Top of PASSAGE PROVIDED

Rationale: Examination of multiplexed images of tissues has recently emerged as a routine clinical procedure for cancer diagnosis and prognosis. The simultaneous detection of numerous biomarkers enables the interpretation of cellular states and the characterization of tumor-immune interactions in situ and at the single-cell level. However, image processing and the subsequent interpretive and predictive tools for multiplexed image data remain limited.

Methods: We developed a computational multiplexed-image analysis pipeline using cell-segmentation and quadrat-based approaches to analyze the spatial and temporal features of multiplexed non-small cell lung cancer (NSCLC) images, and predict disease progression and identify clinical biomarkers. Images were obtained from nine patients with advanced/metastatic NSCLC who were treated with the oral HDAC inhibitor vorinostat combined with the PD-1 inhibitor pembrolizumab. Images were collected from all patients both pre- and on-treatment (during the third week).

Results: Both cell-segmentation and quadrat-based approaches confirm that different spatial neighborhoods exist that distinguish progressors (PD) from non-progressors (SD): PD patients have distinct ecologies with higher colocalization of PanCK+PD-1+FoxP3 indicating an immunosuppressive environment, whereas SD patients have a higher colocalization of PanCK+PD-L1 along with T cells suggesting immunoactive tumor regions. These can be considered as potential biomarker candidates for predicting tumor progression. Further, from the single-cell analysis, we note there is a higher abundance of immune cells across the tumor border in PD patients than SD patients. Using the quadrat approach for species distribution modeling, we were able to predict treatment response with 91.4 percent accuracy given each patient’s spatial distribution of cell types from pre-treatment images. Further, we can generate risk maps for each image to identify tumor areas indicating higher probabilities of progression during treatment.

Bottom of PASSAGE PROVIDED

» USING THE INFORMATION:
A – In the NSCLC imaging abstract, what accuracy did the quadrat-based species distribution modeling reach when predicting treatment response from pre-treatment images?
B – Carry on the NSCLC imaging abstract from where it stops.

Top of RECORDED DATA

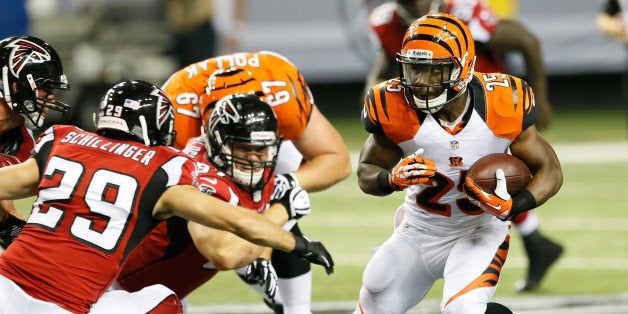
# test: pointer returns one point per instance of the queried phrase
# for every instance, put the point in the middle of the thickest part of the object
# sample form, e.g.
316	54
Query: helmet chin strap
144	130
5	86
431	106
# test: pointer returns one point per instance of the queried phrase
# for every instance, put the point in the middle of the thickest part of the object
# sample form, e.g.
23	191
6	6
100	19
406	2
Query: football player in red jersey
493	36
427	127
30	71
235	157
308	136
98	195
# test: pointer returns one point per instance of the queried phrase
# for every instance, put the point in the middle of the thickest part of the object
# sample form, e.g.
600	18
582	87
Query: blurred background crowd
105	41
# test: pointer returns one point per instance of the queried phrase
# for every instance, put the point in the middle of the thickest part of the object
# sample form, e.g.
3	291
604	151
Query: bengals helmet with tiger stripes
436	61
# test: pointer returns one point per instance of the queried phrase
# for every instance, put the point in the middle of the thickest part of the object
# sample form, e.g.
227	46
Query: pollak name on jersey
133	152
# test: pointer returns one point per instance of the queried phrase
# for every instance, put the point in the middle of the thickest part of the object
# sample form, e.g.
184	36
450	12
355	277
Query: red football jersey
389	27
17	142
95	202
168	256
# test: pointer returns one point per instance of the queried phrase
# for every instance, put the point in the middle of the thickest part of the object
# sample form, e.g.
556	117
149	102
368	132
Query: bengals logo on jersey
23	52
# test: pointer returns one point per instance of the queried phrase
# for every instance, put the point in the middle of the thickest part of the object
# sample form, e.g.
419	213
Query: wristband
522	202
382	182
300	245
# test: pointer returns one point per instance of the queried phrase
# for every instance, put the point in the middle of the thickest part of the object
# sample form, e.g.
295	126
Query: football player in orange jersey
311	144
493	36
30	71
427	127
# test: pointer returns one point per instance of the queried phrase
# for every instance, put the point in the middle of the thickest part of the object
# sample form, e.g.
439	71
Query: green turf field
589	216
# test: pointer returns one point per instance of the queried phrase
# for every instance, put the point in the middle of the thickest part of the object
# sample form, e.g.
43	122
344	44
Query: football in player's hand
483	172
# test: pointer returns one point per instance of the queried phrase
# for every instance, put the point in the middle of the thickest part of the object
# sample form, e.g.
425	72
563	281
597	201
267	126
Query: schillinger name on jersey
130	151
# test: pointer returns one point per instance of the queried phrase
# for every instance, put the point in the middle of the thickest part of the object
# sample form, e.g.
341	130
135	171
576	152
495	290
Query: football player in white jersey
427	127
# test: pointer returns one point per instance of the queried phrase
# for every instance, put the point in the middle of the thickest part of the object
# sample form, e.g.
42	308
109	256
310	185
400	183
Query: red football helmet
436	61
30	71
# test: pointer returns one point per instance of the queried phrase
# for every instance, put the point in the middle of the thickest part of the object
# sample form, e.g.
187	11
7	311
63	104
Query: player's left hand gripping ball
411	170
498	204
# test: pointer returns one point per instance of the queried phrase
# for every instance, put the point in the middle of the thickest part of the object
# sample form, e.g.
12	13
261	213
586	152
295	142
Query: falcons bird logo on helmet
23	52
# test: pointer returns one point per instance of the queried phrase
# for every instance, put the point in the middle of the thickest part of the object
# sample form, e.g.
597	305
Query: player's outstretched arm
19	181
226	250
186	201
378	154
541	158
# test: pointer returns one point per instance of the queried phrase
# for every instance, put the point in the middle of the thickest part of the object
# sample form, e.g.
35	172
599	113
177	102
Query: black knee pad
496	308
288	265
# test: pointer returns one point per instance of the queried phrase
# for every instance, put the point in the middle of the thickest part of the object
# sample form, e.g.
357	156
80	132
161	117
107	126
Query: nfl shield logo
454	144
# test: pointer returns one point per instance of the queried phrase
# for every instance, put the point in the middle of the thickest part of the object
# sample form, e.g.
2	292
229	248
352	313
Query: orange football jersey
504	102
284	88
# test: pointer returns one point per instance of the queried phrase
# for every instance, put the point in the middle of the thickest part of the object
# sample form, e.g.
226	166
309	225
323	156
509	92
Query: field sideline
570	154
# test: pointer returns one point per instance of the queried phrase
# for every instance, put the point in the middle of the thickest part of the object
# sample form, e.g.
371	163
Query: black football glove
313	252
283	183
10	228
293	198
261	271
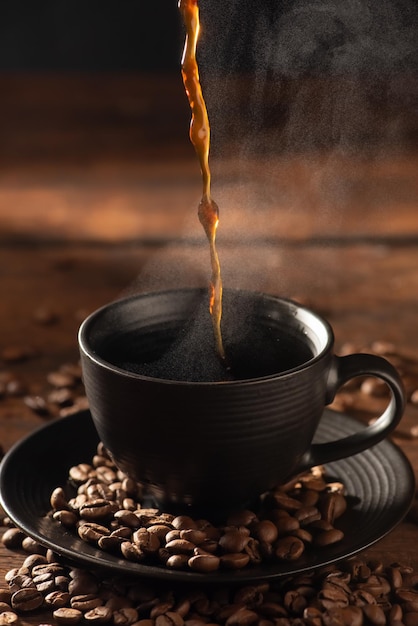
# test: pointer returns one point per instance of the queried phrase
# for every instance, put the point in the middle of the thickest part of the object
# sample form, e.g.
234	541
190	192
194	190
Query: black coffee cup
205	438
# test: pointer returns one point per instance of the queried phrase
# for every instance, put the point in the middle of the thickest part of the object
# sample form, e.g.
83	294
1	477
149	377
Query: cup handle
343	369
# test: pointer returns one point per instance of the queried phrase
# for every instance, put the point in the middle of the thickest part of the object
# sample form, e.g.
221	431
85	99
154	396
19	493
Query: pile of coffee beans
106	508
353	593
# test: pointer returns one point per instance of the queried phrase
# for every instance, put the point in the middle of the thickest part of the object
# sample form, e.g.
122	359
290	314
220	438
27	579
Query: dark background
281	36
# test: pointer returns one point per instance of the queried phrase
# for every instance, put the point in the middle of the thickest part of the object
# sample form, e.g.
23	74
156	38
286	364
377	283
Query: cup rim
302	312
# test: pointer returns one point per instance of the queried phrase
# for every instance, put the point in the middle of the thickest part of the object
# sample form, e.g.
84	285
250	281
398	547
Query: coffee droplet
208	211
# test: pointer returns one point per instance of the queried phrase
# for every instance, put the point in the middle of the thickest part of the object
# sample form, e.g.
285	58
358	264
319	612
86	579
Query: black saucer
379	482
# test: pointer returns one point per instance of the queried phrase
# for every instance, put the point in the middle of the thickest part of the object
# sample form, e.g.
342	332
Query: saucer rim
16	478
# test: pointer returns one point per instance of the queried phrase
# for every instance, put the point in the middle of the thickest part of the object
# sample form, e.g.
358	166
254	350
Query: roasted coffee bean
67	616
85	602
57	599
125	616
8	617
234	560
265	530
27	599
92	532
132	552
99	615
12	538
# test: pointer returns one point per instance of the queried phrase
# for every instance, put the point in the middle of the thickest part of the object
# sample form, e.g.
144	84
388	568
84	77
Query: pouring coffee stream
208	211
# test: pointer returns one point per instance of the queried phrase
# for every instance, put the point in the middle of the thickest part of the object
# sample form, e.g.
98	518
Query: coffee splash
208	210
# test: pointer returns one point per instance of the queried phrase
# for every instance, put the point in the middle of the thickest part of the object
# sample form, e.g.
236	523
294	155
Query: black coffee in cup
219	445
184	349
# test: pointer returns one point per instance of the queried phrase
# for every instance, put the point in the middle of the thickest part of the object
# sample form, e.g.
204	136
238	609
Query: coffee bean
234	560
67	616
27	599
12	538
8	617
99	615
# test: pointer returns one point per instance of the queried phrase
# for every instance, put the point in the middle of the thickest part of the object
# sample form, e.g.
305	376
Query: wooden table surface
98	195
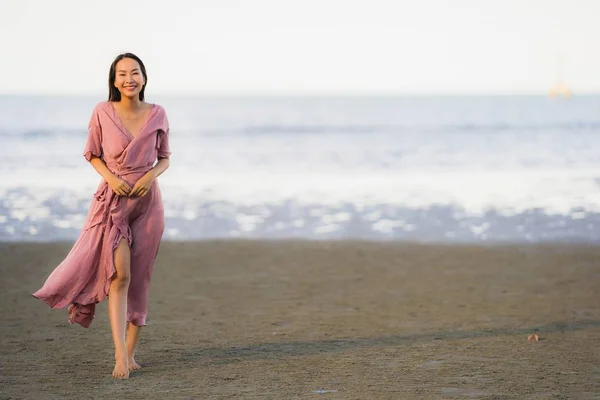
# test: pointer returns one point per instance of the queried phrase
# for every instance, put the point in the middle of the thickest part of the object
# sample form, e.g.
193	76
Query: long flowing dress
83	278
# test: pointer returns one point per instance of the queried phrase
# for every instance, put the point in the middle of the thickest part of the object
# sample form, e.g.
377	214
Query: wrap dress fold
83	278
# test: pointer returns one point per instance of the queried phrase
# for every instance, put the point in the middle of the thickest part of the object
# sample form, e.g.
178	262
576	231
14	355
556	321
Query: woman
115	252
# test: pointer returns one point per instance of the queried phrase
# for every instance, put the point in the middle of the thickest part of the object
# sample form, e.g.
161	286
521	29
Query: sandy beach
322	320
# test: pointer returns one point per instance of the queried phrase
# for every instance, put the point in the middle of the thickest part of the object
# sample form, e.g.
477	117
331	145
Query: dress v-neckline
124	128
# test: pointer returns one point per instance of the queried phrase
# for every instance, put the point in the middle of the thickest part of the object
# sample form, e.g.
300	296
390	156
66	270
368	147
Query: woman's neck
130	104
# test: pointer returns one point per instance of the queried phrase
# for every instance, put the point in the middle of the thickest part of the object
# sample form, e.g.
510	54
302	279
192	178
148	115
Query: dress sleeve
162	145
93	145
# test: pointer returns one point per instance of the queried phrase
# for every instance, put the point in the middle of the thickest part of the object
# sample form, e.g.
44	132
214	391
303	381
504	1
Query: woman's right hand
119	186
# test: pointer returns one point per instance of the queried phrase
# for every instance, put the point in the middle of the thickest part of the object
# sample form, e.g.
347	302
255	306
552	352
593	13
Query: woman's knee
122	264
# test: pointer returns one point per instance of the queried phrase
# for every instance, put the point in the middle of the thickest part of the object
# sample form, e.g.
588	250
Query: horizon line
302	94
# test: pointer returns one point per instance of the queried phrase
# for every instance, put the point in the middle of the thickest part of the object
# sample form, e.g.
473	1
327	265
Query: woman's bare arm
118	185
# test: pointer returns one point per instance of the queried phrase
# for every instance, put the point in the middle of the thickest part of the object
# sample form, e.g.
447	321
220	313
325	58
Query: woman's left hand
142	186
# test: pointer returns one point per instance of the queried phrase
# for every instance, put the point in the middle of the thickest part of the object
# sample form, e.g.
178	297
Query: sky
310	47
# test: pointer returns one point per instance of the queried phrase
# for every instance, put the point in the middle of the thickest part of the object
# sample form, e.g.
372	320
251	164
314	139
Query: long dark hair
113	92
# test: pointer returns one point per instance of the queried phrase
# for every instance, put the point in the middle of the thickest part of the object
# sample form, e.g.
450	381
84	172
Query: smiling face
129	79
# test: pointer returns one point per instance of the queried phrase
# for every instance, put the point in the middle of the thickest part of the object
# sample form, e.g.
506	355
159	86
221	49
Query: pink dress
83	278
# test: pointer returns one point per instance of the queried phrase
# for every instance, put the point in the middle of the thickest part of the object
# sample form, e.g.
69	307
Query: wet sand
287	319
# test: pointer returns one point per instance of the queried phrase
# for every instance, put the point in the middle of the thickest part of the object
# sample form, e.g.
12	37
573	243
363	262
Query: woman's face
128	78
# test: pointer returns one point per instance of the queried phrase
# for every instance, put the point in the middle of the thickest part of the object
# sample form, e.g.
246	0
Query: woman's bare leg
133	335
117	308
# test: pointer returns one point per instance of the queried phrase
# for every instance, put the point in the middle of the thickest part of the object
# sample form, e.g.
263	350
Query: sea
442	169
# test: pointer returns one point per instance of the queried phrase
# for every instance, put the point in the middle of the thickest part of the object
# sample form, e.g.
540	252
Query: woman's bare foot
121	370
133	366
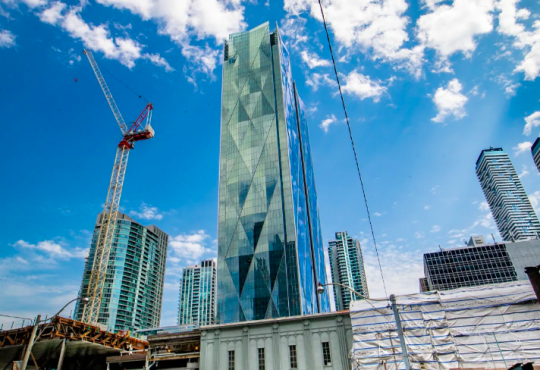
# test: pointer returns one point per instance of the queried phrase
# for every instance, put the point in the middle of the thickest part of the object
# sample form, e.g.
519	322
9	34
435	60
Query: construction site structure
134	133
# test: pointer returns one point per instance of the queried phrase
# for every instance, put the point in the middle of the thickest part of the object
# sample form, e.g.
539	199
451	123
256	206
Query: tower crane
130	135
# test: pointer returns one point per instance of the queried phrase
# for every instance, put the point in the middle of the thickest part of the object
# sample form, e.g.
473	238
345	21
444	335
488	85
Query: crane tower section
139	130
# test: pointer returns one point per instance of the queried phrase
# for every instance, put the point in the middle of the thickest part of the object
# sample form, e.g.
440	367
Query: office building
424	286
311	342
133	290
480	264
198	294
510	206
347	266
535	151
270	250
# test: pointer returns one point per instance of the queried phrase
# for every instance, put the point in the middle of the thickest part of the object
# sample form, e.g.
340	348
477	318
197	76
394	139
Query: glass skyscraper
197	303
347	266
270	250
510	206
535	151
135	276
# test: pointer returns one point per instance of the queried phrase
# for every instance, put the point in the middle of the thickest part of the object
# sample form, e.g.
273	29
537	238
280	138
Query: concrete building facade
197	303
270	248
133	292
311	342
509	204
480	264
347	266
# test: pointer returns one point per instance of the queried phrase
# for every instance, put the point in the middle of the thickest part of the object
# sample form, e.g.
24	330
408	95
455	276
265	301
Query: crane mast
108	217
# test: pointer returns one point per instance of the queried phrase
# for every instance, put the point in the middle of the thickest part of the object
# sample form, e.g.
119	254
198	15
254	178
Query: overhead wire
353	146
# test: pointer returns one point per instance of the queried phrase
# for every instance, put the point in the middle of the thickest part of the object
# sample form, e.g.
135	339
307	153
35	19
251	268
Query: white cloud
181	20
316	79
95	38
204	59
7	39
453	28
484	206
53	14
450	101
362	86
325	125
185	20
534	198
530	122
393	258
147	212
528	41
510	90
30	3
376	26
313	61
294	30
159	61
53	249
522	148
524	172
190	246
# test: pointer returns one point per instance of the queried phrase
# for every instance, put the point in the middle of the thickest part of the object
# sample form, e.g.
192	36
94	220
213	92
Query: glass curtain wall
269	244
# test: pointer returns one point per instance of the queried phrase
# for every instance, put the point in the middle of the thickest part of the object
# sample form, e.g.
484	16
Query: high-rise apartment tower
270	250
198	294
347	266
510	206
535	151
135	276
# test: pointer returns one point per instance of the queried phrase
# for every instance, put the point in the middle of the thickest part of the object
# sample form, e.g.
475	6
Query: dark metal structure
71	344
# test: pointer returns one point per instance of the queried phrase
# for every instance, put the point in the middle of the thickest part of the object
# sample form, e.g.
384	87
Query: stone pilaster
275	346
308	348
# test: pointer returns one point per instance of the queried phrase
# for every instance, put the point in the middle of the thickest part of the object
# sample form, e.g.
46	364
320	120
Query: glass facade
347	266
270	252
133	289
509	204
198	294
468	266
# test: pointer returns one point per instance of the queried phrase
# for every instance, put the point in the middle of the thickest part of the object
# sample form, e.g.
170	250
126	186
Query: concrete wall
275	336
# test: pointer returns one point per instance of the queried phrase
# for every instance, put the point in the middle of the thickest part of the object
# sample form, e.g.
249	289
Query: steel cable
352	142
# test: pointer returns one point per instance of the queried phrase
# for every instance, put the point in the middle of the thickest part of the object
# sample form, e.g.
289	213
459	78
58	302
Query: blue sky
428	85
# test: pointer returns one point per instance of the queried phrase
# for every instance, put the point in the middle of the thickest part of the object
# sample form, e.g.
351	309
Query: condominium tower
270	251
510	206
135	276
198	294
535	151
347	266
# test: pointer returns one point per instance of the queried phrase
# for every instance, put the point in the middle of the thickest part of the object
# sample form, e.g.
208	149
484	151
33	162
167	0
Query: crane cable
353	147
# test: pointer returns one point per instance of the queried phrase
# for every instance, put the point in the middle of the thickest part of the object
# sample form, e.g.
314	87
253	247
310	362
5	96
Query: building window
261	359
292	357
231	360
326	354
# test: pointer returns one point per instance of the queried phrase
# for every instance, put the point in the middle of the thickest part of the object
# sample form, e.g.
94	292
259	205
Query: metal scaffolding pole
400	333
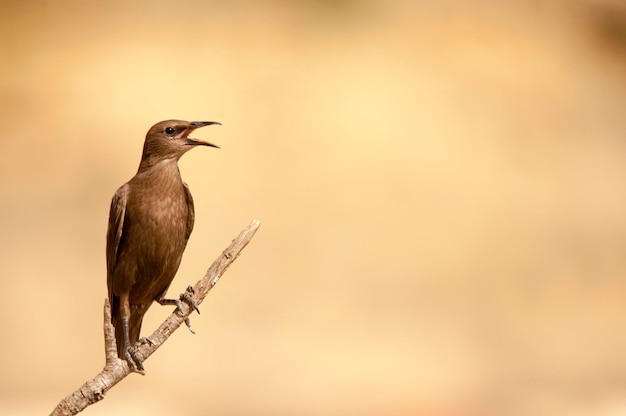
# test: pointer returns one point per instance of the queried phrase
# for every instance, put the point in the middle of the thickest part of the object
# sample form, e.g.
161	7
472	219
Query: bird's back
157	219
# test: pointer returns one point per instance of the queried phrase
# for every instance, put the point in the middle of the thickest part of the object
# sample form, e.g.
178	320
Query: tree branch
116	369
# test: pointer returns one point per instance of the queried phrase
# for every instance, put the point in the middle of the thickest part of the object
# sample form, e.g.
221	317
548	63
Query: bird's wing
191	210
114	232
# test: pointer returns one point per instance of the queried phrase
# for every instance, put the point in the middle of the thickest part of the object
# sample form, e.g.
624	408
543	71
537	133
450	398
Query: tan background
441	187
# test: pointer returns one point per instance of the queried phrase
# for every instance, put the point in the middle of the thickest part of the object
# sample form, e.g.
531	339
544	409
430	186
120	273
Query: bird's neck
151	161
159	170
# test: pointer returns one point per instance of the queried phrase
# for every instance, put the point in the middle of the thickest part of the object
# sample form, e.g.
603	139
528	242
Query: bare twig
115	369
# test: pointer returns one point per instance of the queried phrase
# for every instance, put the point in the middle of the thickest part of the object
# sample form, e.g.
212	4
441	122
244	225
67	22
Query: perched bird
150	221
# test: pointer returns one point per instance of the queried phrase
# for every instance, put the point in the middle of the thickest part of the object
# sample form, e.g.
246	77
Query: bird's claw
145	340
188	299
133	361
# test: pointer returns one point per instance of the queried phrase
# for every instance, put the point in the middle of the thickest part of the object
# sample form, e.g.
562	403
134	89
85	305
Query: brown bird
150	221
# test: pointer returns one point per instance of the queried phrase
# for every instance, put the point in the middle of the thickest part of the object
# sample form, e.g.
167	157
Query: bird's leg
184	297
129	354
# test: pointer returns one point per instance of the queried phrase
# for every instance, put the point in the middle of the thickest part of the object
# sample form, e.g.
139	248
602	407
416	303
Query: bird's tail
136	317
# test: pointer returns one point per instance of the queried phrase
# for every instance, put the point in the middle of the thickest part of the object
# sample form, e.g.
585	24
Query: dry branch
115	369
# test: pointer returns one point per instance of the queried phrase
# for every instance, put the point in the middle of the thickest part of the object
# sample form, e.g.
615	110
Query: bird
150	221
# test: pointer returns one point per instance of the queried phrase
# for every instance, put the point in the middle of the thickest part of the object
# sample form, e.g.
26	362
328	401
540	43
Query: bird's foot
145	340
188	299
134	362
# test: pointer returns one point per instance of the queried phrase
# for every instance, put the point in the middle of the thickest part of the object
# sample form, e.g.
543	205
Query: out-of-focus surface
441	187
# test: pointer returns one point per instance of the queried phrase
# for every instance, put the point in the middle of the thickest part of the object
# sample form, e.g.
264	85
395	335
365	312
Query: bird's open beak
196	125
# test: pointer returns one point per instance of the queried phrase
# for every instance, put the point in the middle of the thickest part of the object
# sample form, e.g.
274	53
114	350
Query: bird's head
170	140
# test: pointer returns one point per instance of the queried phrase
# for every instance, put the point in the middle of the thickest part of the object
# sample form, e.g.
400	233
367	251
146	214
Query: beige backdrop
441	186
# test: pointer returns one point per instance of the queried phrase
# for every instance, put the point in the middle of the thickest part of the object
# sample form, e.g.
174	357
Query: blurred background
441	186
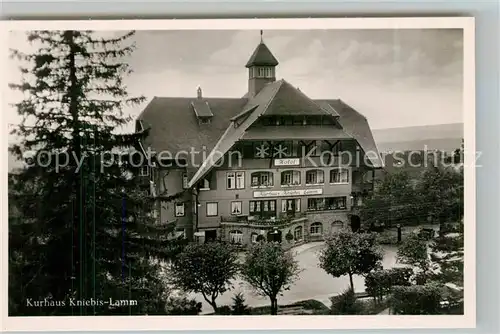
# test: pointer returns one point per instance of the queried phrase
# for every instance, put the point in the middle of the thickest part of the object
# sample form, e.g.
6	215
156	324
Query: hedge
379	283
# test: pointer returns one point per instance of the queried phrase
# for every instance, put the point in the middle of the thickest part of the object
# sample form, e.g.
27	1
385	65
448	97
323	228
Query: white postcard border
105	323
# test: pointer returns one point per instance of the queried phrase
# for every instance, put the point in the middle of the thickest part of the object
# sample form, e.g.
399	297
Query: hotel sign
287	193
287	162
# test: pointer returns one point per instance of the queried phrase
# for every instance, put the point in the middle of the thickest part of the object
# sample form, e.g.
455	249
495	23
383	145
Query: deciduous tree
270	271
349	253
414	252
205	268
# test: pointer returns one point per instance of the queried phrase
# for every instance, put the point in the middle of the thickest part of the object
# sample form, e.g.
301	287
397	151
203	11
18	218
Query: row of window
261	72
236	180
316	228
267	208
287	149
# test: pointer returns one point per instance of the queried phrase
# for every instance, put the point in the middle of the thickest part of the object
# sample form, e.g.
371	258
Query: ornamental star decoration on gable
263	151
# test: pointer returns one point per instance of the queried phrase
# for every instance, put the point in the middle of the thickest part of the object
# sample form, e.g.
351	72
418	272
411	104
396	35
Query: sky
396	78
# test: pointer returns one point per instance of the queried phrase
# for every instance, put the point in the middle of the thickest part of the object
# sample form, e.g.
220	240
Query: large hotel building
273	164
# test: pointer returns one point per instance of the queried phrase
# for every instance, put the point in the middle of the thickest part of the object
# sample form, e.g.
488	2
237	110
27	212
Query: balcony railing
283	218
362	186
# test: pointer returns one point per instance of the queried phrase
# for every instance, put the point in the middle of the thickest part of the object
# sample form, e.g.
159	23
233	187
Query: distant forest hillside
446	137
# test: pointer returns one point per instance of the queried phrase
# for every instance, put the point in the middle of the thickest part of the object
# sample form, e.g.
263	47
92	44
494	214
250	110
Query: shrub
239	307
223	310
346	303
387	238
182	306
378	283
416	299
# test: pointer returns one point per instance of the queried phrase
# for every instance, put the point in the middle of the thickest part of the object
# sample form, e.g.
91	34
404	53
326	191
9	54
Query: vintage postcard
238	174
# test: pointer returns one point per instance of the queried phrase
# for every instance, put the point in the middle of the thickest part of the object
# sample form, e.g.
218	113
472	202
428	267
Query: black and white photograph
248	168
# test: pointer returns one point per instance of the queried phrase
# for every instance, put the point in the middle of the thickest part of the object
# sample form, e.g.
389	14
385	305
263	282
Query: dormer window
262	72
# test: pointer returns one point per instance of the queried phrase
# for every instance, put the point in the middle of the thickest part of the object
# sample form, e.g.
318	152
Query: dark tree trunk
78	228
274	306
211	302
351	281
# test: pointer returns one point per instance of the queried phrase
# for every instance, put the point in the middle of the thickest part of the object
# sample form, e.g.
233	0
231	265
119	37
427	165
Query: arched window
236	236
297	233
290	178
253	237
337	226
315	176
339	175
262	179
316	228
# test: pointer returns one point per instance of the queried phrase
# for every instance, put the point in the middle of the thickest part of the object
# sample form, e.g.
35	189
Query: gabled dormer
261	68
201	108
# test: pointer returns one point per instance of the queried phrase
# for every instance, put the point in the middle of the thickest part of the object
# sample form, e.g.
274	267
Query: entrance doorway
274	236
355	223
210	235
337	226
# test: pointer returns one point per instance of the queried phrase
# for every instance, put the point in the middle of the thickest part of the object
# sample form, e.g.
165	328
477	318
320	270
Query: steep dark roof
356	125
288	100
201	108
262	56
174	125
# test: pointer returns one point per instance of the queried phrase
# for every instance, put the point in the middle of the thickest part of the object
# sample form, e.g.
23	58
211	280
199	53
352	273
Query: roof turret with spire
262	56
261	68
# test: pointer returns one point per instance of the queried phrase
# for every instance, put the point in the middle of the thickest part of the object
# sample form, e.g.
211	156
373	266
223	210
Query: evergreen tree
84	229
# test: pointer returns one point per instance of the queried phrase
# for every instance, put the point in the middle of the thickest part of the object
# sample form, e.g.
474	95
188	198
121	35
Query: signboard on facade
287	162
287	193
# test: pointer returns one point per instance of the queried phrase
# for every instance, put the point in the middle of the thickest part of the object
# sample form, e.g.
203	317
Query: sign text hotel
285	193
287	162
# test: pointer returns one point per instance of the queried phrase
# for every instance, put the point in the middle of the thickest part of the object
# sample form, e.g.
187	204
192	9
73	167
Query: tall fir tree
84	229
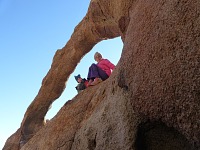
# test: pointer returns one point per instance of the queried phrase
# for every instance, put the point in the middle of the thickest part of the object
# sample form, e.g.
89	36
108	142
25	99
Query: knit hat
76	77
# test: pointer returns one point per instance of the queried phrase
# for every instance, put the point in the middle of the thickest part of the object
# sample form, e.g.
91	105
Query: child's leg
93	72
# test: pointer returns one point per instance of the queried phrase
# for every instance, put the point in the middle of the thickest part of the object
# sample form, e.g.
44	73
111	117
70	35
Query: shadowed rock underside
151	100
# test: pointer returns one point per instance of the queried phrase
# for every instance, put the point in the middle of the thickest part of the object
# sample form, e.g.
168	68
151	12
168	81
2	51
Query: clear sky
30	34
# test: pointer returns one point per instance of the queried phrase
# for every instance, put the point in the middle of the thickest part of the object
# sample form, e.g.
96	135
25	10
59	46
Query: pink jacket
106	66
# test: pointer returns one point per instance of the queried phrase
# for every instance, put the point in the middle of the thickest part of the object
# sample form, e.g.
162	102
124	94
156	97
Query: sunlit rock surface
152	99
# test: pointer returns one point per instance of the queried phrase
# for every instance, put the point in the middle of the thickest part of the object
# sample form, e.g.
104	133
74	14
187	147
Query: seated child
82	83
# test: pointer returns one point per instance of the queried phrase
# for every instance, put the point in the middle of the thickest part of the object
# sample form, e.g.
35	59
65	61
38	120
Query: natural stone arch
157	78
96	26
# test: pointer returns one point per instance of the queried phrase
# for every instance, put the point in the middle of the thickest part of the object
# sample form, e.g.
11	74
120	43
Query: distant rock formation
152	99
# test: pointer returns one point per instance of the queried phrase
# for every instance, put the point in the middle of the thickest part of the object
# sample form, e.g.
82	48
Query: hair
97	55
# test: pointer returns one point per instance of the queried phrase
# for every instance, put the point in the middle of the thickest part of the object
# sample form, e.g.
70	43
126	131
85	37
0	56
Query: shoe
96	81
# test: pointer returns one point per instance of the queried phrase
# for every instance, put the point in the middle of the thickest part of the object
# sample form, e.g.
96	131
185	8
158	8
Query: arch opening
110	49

Bottom of RECORDED DATA

» YOUR RESPONSES:
A – 91.4 percent

B –
Conclusions: We leveraged both single-cell and quadrat-resolution analysis of multiplexed imaging data and identified fundamentally distinct spatial ecologies between PD and SD patients. The ecology in PD patients appears to be primed for immune resistance even before treatment. This ecological diversity between SD and PD patients acts as a biomarker that enables accurate disease progression prediction.

Citation Format: Sandhya Prabhakaran, Chandler Gatenbee, Mark Robertson-Tessi, Amer A. Beg, Jhanelle Gray, Scott Antonia, Robert A. Gatenby, Alexander R. Anderson. Distinct tumor-immune ecologies in NSCLC patients predict progression and define a clinical biomarker of therapy response [abstract]. In: Proceedings of the American Association for Cancer Research Annual Meeting 2022; 2022 Apr 8-13. Philadelphia (PA): AACR; Cancer Res 2022;82(12_Suppl):Abstract nr 5037.